── Records for the task

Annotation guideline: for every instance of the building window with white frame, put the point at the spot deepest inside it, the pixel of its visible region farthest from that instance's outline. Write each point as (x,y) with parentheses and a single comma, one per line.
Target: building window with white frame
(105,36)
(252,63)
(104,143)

────

Work required: The answer must be every entry, reproduced exactly.

Exercise output:
Annotation guideline: for every instance of the building window with white frame, put the point at the spot deepest inside it, the pixel of its visible region farthest from that instance's outline. Write each point as (x,y) with parentheses and a single comma, one per line.
Target: building window with white frame
(105,36)
(252,63)
(104,143)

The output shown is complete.